━━ Extrait du texte ━━

Le nom de Tongotramboabe s'applique aussi à une Crassulacée toxique, Kalanchoe schizophylla (Baker) Baillon, également connue sous le nom de Kilingambato (voir à Kilingambato).
Description
Plante annuelle ou bisannuelle, à port dressé, de 25 à 40 centimètres de haut, plus ou moins velue ou portant des poils soyeux au moins sur les parties inférieures. Feuilles réunies à la base, peu nombreuses, longuement pétiolées, le plus souvent à 3 folioles, elles-mêmes plus ou moins subdivisées en trois segments dentés ou incisés. Fleurs jaunes groupées en inflorescence irrégulière, lâche, plus ou moins feuillée ; à 5 sépales, 5 pétales, de très nombreuses étamines et un grand nombre de carpelles séparés, dont chacun se transforme en un petit akène de 1 à 2 millimètres de long.

━━━
━━ Données enregistrées ━━

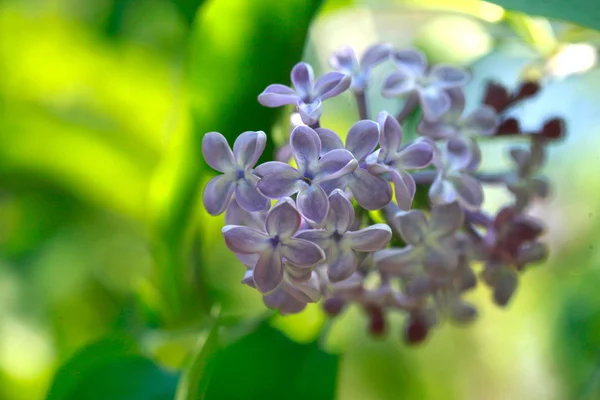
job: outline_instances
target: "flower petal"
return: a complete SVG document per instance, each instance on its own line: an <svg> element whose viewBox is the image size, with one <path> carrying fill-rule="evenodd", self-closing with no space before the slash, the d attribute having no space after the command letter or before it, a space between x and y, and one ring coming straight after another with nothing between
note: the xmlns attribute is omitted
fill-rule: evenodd
<svg viewBox="0 0 600 400"><path fill-rule="evenodd" d="M254 283L261 293L268 293L283 281L283 266L279 250L267 249L263 251L254 267Z"/></svg>
<svg viewBox="0 0 600 400"><path fill-rule="evenodd" d="M267 135L263 131L242 133L233 144L235 161L241 167L250 169L262 155L267 143Z"/></svg>
<svg viewBox="0 0 600 400"><path fill-rule="evenodd" d="M290 135L290 145L298 170L303 173L315 169L321 155L321 139L314 129L297 126Z"/></svg>
<svg viewBox="0 0 600 400"><path fill-rule="evenodd" d="M329 212L325 218L325 229L330 232L344 233L354 222L354 208L340 189L329 195Z"/></svg>
<svg viewBox="0 0 600 400"><path fill-rule="evenodd" d="M252 228L225 225L221 233L225 238L225 244L234 253L260 253L269 248L267 235Z"/></svg>
<svg viewBox="0 0 600 400"><path fill-rule="evenodd" d="M267 214L266 228L271 237L289 238L292 236L301 223L300 213L289 201L281 201Z"/></svg>
<svg viewBox="0 0 600 400"><path fill-rule="evenodd" d="M430 234L433 237L451 235L461 227L463 221L463 210L456 201L437 205L431 210L429 218Z"/></svg>
<svg viewBox="0 0 600 400"><path fill-rule="evenodd" d="M388 181L363 168L357 168L349 175L348 186L358 204L367 210L379 210L392 201Z"/></svg>
<svg viewBox="0 0 600 400"><path fill-rule="evenodd" d="M327 259L327 276L331 283L348 279L358 266L354 252L347 246L335 244L329 249Z"/></svg>
<svg viewBox="0 0 600 400"><path fill-rule="evenodd" d="M440 119L444 113L450 110L450 97L435 86L419 89L419 100L423 109L423 118L430 121Z"/></svg>
<svg viewBox="0 0 600 400"><path fill-rule="evenodd" d="M258 102L270 108L281 107L287 104L296 104L300 98L296 91L285 85L275 83L258 95Z"/></svg>
<svg viewBox="0 0 600 400"><path fill-rule="evenodd" d="M399 212L396 214L394 222L400 236L408 244L418 245L423 243L429 231L427 219L422 211Z"/></svg>
<svg viewBox="0 0 600 400"><path fill-rule="evenodd" d="M385 97L397 97L410 93L417 88L412 74L406 71L394 71L383 81L381 94Z"/></svg>
<svg viewBox="0 0 600 400"><path fill-rule="evenodd" d="M385 160L389 153L396 153L400 150L402 144L402 127L400 123L387 111L382 111L377 115L377 123L381 129L379 136L379 160Z"/></svg>
<svg viewBox="0 0 600 400"><path fill-rule="evenodd" d="M329 211L327 194L318 184L304 186L296 198L298 211L309 221L320 224Z"/></svg>
<svg viewBox="0 0 600 400"><path fill-rule="evenodd" d="M391 59L399 68L417 76L422 76L427 68L427 59L418 50L398 50L391 54Z"/></svg>
<svg viewBox="0 0 600 400"><path fill-rule="evenodd" d="M375 224L359 231L347 232L350 246L355 251L377 251L383 249L392 238L392 230L386 224Z"/></svg>
<svg viewBox="0 0 600 400"><path fill-rule="evenodd" d="M202 138L202 156L212 169L220 172L236 170L227 139L219 132L208 132Z"/></svg>
<svg viewBox="0 0 600 400"><path fill-rule="evenodd" d="M282 246L283 256L298 267L311 267L325 259L323 250L308 240L290 238Z"/></svg>
<svg viewBox="0 0 600 400"><path fill-rule="evenodd" d="M206 211L210 215L223 213L231 201L234 189L235 182L230 175L215 176L208 181L202 192L202 201Z"/></svg>
<svg viewBox="0 0 600 400"><path fill-rule="evenodd" d="M344 143L340 136L334 131L326 128L315 129L319 139L321 140L321 156L327 154L331 150L343 149Z"/></svg>
<svg viewBox="0 0 600 400"><path fill-rule="evenodd" d="M358 121L348 131L346 136L346 150L361 162L379 143L379 127L370 120Z"/></svg>
<svg viewBox="0 0 600 400"><path fill-rule="evenodd" d="M312 91L315 85L315 74L312 67L305 62L296 64L292 68L291 79L299 97L302 100L312 100Z"/></svg>
<svg viewBox="0 0 600 400"><path fill-rule="evenodd" d="M469 82L469 74L460 68L448 65L435 65L429 71L431 84L441 89L451 89L466 85Z"/></svg>
<svg viewBox="0 0 600 400"><path fill-rule="evenodd" d="M341 72L328 72L317 79L315 97L321 101L335 97L350 87L352 77Z"/></svg>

━━━

** Série d'exercices **
• A. Transcrivez le passage du texte sur le Tongotramboabe compris entre « Le nom de Tongotramboabe » et « millimètres de long. », ces deux extrémités incluses.
• B. Reprenez le texte sur le Tongotramboabe et prolongez-le à partir de sa dernière phrase.

** Réponses aux exercices **
• A.
Le nom de Tongotramboabe s'applique aussi à une Crassulacée toxique, Kalanchoe schizophylla (Baker) Baillon, également connue sous le nom de Kilingambato (voir à Kilingambato).
Description
Plante annuelle ou bisannuelle, à port dressé, de 25 à 40 centimètres de haut, plus ou moins velue ou portant des poils soyeux au moins sur les parties inférieures. Feuilles réunies à la base, peu nombreuses, longuement pétiolées, le plus souvent à 3 folioles, elles-mêmes plus ou moins subdivisées en trois segments dentés ou incisés. Fleurs jaunes groupées en inflorescence irrégulière, lâche, plus ou moins feuillée ; à 5 sépales, 5 pétales, de très nombreuses étamines et un grand nombre de carpelles séparés, dont chacun se transforme en un petit akène de 1 à 2 millimètres de long.

• B.
La sous-espèce ne diffère du type que par un aspect moins velu et quelques autres détails.
Bibliographie botanique principale :
- Lamarck et Poiret, Encyclopédie Méthodique (1783-1817), tome VI, p. 126 ;
- Thunberg, Prodromus Flora Capensis, p. 94 ;
- Hochsteter, in Flora XXI (1841), 28 ;
- H. Perrier de la Bâthie in Humbert, Flore de Madagascar, Renonculacées (1950), p. 4-6.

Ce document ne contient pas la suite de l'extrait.